Required work:
Among the entries that follow, the required portion opens with the line containing "Target: fallen branch" and closes with the line containing "Tag every instance of the palm-like". Give that portion again exactly, and nothing else.

Supplied information:
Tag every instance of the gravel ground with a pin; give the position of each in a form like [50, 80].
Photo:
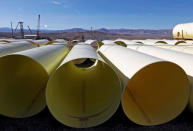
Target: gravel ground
[119, 122]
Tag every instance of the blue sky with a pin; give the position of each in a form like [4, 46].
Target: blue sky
[65, 14]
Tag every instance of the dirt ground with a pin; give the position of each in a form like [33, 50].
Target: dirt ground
[119, 122]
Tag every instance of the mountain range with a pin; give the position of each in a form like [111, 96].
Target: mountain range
[103, 30]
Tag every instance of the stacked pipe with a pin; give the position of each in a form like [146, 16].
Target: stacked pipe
[83, 96]
[83, 88]
[23, 79]
[150, 97]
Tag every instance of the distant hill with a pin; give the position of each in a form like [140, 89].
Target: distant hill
[104, 30]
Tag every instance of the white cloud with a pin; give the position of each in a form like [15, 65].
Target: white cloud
[56, 2]
[62, 3]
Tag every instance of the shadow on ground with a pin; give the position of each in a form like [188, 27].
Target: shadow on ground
[119, 122]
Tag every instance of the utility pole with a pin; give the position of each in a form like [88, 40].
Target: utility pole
[21, 30]
[38, 28]
[12, 35]
[30, 29]
[92, 34]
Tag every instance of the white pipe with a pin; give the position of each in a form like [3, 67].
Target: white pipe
[156, 91]
[182, 59]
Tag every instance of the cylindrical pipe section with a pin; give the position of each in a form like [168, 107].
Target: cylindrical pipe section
[15, 47]
[182, 59]
[23, 79]
[86, 94]
[156, 91]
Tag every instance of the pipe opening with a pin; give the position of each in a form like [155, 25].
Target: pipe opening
[163, 42]
[83, 98]
[84, 63]
[180, 42]
[22, 87]
[156, 94]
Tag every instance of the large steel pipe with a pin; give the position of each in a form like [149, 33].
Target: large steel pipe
[83, 95]
[15, 47]
[182, 59]
[23, 79]
[156, 91]
[41, 42]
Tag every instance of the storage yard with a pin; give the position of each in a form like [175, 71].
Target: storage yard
[116, 84]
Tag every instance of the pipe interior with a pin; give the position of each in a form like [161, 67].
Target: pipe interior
[84, 63]
[21, 94]
[156, 94]
[85, 97]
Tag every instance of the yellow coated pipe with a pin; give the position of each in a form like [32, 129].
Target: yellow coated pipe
[83, 95]
[15, 47]
[23, 79]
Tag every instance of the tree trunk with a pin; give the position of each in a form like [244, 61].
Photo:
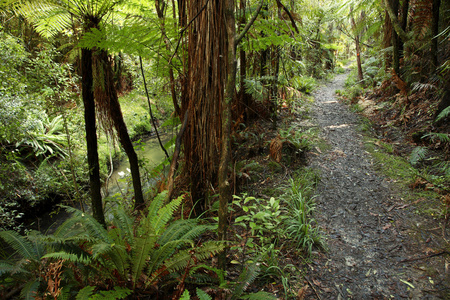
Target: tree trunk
[203, 97]
[225, 158]
[396, 41]
[358, 49]
[435, 32]
[108, 102]
[91, 135]
[405, 10]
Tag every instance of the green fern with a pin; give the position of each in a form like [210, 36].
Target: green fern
[418, 154]
[438, 137]
[202, 295]
[443, 114]
[247, 276]
[24, 266]
[261, 295]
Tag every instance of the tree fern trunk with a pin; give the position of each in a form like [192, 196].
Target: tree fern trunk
[396, 41]
[108, 102]
[91, 135]
[435, 32]
[203, 96]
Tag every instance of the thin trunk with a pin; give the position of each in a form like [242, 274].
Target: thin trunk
[107, 99]
[91, 135]
[393, 13]
[435, 32]
[358, 49]
[159, 9]
[396, 41]
[405, 10]
[174, 162]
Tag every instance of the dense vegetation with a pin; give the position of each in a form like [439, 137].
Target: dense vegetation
[82, 79]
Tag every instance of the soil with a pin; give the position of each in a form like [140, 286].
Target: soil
[378, 246]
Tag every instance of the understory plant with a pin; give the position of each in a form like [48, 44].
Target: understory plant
[132, 254]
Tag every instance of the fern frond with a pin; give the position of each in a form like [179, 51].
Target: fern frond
[202, 295]
[125, 223]
[165, 214]
[143, 246]
[438, 137]
[30, 290]
[247, 276]
[20, 244]
[188, 229]
[93, 228]
[181, 259]
[164, 252]
[418, 154]
[116, 293]
[443, 114]
[422, 87]
[261, 295]
[85, 293]
[155, 206]
[8, 268]
[113, 256]
[83, 259]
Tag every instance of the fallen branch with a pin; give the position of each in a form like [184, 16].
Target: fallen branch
[425, 257]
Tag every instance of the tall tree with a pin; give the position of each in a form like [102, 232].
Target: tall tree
[52, 17]
[203, 94]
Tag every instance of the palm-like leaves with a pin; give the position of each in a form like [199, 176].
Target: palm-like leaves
[25, 262]
[47, 137]
[129, 248]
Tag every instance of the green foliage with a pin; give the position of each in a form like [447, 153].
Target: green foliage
[299, 222]
[46, 138]
[23, 265]
[418, 154]
[132, 248]
[305, 84]
[89, 293]
[133, 253]
[301, 140]
[263, 218]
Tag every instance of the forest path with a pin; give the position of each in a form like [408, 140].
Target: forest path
[365, 227]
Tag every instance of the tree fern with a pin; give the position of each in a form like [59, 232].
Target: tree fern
[30, 290]
[22, 245]
[143, 246]
[183, 229]
[70, 257]
[165, 214]
[181, 260]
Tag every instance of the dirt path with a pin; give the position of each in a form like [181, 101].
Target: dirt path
[366, 229]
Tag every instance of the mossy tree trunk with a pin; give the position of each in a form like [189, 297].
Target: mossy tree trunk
[111, 116]
[91, 135]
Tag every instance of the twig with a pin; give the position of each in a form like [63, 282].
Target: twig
[312, 286]
[425, 257]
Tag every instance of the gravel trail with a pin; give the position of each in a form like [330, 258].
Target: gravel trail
[366, 229]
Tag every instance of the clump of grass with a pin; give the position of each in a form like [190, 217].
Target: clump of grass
[299, 221]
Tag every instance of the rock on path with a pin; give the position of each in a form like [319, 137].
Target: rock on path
[366, 237]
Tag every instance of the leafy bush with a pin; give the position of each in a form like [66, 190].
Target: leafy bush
[131, 254]
[305, 84]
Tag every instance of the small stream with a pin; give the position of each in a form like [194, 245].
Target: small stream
[151, 153]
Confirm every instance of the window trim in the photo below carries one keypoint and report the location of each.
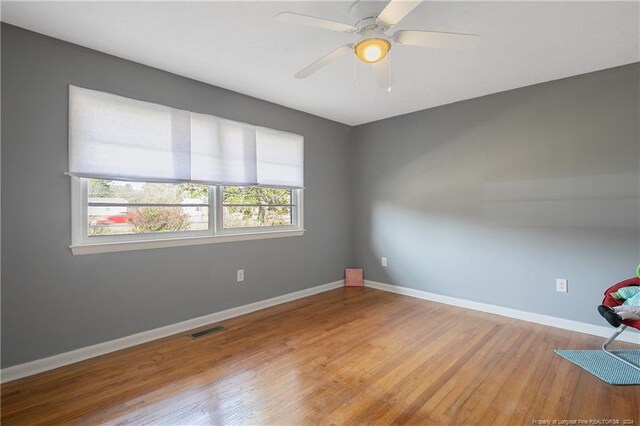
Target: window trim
(81, 243)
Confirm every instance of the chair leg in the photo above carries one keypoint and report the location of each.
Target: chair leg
(610, 353)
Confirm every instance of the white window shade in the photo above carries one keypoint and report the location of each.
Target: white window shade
(119, 138)
(222, 151)
(280, 158)
(113, 137)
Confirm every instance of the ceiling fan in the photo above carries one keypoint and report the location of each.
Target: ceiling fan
(373, 27)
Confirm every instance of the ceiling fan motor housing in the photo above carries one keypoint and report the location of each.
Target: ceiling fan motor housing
(365, 14)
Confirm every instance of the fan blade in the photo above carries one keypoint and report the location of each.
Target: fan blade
(396, 10)
(384, 74)
(312, 21)
(325, 60)
(438, 40)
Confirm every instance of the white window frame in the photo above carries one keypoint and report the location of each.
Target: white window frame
(82, 243)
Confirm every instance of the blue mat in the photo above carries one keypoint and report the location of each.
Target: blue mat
(606, 367)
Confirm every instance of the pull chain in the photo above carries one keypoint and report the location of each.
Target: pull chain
(354, 71)
(389, 73)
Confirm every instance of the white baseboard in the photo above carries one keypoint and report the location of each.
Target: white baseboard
(33, 367)
(631, 335)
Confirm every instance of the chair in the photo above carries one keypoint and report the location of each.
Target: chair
(610, 301)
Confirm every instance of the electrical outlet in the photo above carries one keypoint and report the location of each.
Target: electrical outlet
(562, 285)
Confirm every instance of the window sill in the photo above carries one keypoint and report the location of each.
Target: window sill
(177, 242)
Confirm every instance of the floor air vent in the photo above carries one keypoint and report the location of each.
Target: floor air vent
(211, 330)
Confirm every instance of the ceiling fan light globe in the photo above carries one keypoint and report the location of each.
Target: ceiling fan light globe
(372, 50)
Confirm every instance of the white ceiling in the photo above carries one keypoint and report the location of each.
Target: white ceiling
(239, 46)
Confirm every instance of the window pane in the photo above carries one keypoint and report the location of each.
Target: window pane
(252, 207)
(256, 195)
(117, 208)
(250, 217)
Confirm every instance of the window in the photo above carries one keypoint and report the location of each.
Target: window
(257, 208)
(145, 175)
(121, 212)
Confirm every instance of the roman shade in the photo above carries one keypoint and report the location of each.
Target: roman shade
(113, 137)
(279, 158)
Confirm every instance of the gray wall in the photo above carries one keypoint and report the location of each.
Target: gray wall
(53, 301)
(494, 198)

Answer section:
Target: fallen branch
[425, 257]
Tag every instance of the tall tree with a pin; give the position of each in a form like [102, 232].
Target: tall tree
[52, 17]
[203, 94]
Tag every instance of the palm-like leaves with a pin; give the position of each in a form like [199, 176].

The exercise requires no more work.